Page excerpt:

• • • • • • •

New Users

BPt is provided as a python based library and api, with workflows designed to be run in jupyter notebook-esque environments. That said, a complementary web interface is under active development and can be downloaded and used from https://github.com/sahahn/BPt_app. Users can choose to either use the more flexible python based library and / or make use of the web interface application. Trade-offs to consider namely revolve around prior user experience (i.e., those without coding or python experience may find the web interface easier, whereas more experienced users might prefer the greater flexibility and integration with the rest of the python data science environment that the python api offers) and personal preference.

A few general introductory resources for learning python, jupyter notebooks and machine learning are provided below:

Why BPt?

BPt seeks to integrate a number of lower level packages towards providing a higher level package and user experience. On the surface it may appear that this utility overlaps highly with libraries like scikit-learn, or a combination of scikit-learn with nilearn. While this is in some cases true with respect to the base python library, BPt seeks to provide extended functionality beyond what is found in the base scikit-learn package. The most notable is perhaps direct integration with a web based interface, allowing most of the library functionality to be accessed by those without prior programming experience. That said, the python based library, independent of the GUI, seeks to offer new utility beyond that found in scikit-learn and other packages in a number of key ways:

  • Scikit-learn is fundamentally a lower level package, one which provides a number of the building blocks used in our package. That said, scikit-learn does not impose any sort of inherent order on the analysis workflow, and is far more flexible than our library. Flexibility is highly useful for a number of use cases, but still leaves room for higher level packages. Specifically, higher level packages like ours can help to both impose a conceptual ordering of recommended steps, as well as abstracting away boilerplate code in addition to providing other convenience functions. While it is obviously possible for users to re-create all of the functionality found in our library with the base libraries we employ, it would require in some cases immense effort, thus the existence of our package.

  • We offer advanced and flexible hyper-parameter optimization via tight integration with the python nevergrad package. This allows BPt to offer a huge range of optimization strategies beyond the Random and Grid Searches found in scikit-learn. Beyond offering differing optimization methods, Nevergrad importantly supports more advanced functionality such as nesting hyperparameters with dictionaries or choice like objects. This functionality allows users to easily implement within BPt almost auto-ML like powerful and expressive parameter searches.

• • • • • • •

Data for analysis:

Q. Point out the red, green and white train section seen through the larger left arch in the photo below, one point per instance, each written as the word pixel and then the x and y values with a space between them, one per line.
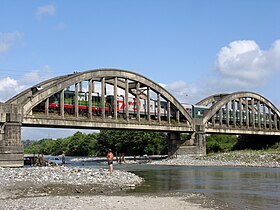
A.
pixel 83 104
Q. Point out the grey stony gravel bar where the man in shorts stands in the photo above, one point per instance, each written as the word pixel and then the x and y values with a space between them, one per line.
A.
pixel 43 181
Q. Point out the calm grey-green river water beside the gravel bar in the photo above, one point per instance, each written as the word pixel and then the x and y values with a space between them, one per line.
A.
pixel 240 188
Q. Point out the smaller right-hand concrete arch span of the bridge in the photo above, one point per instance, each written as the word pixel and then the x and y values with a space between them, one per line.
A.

• • • • • • •

Task requirements:
(1) Based on the BPt page, explain why a person might pick the web interface over the python library, or the other way around.
(2) According to the BPt page, which python package does BPt integrate with closely for hyper-parameter optimization?

List of answers:
(1) The choice mostly depends on past experience and personal preference. People without coding or python experience may find the web interface easier. More experienced users might prefer the python library because it is more flexible and fits in with the rest of the python data science tools.

(2) The nevergrad package.